• What is asked: Quote the full listing word for word.

#### Listed records

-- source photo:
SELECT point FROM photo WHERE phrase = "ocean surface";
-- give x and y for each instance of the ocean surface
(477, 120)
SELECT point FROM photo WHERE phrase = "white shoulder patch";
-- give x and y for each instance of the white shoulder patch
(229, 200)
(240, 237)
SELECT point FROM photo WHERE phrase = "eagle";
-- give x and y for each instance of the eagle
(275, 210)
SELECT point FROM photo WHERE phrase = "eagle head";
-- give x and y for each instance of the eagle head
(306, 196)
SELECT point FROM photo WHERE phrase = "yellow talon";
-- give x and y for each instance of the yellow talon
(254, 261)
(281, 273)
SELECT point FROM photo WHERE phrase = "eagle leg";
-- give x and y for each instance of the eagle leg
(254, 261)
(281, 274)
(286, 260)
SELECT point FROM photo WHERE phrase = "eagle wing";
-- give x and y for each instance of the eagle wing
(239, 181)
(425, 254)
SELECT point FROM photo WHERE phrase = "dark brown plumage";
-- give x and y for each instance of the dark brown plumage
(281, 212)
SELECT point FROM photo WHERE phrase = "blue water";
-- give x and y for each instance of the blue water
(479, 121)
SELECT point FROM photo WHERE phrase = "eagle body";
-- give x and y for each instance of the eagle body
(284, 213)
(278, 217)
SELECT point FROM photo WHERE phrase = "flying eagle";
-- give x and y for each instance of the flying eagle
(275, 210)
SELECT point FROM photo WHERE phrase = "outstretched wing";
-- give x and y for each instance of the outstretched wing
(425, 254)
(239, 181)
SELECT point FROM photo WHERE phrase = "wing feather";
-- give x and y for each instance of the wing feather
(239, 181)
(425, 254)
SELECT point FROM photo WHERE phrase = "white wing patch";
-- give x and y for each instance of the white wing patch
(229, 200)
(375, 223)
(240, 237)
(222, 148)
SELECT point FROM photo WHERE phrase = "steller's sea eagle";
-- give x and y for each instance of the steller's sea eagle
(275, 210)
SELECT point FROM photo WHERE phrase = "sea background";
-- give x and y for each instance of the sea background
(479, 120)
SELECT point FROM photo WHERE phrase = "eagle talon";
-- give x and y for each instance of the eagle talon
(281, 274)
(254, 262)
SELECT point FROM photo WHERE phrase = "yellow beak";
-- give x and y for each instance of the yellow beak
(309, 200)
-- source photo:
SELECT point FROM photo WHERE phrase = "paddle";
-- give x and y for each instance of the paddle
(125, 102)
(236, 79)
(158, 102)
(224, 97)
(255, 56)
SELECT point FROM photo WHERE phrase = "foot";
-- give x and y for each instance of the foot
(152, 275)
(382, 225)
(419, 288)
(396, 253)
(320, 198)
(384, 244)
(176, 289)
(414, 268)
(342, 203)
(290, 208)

########

• Output for this task:
-- source photo:
SELECT point FROM photo WHERE phrase = "ocean surface";
-- give x and y for each instance of the ocean surface
(477, 120)
SELECT point FROM photo WHERE phrase = "white shoulder patch";
-- give x and y for each instance of the white shoulder patch
(229, 200)
(240, 237)
SELECT point FROM photo WHERE phrase = "eagle";
-- give x and y for each instance of the eagle
(275, 210)
SELECT point FROM photo WHERE phrase = "eagle head";
-- give x and y for each instance of the eagle head
(306, 196)
SELECT point FROM photo WHERE phrase = "yellow talon";
-- give x and y for each instance of the yellow talon
(254, 261)
(281, 273)
SELECT point FROM photo WHERE phrase = "eagle leg";
-- give x and y for each instance of the eagle leg
(254, 261)
(281, 274)
(286, 260)
SELECT point FROM photo WHERE phrase = "eagle wing";
-- give x and y for each instance of the eagle wing
(239, 181)
(425, 254)
SELECT point FROM photo WHERE phrase = "dark brown plumage";
-- give x and y for each instance of the dark brown plumage
(281, 212)
SELECT point FROM photo WHERE phrase = "blue water";
-- give x and y for each instance of the blue water
(479, 121)
SELECT point FROM photo WHERE phrase = "eagle body";
-- give x and y for each instance of the eagle body
(284, 213)
(278, 217)
SELECT point FROM photo WHERE phrase = "flying eagle";
-- give x and y for each instance of the flying eagle
(275, 210)
SELECT point FROM photo WHERE phrase = "outstretched wing";
-- give x and y for each instance of the outstretched wing
(425, 254)
(239, 181)
SELECT point FROM photo WHERE phrase = "wing feather";
-- give x and y for each instance of the wing feather
(239, 181)
(425, 254)
SELECT point FROM photo WHERE phrase = "white wing patch";
-- give x and y for each instance of the white wing patch
(229, 200)
(375, 223)
(240, 237)
(222, 148)
SELECT point FROM photo WHERE phrase = "steller's sea eagle";
-- give x and y for each instance of the steller's sea eagle
(275, 210)
SELECT point FROM photo WHERE phrase = "sea background";
-- give x and y for each instance of the sea background
(479, 120)
SELECT point FROM photo WHERE phrase = "eagle talon";
-- give x and y for each instance of the eagle talon
(281, 274)
(254, 262)
SELECT point FROM photo WHERE phrase = "yellow beak";
-- give x and y for each instance of the yellow beak
(309, 200)
-- source photo:
SELECT point FROM photo WHERE phrase = "paddle";
-- give x and y for each instance of the paddle
(125, 102)
(236, 79)
(158, 102)
(224, 97)
(255, 56)
SELECT point FROM photo WHERE phrase = "foot";
-- give x and y for each instance of the foot
(152, 275)
(382, 225)
(419, 288)
(396, 253)
(320, 198)
(384, 244)
(176, 289)
(414, 268)
(342, 203)
(290, 208)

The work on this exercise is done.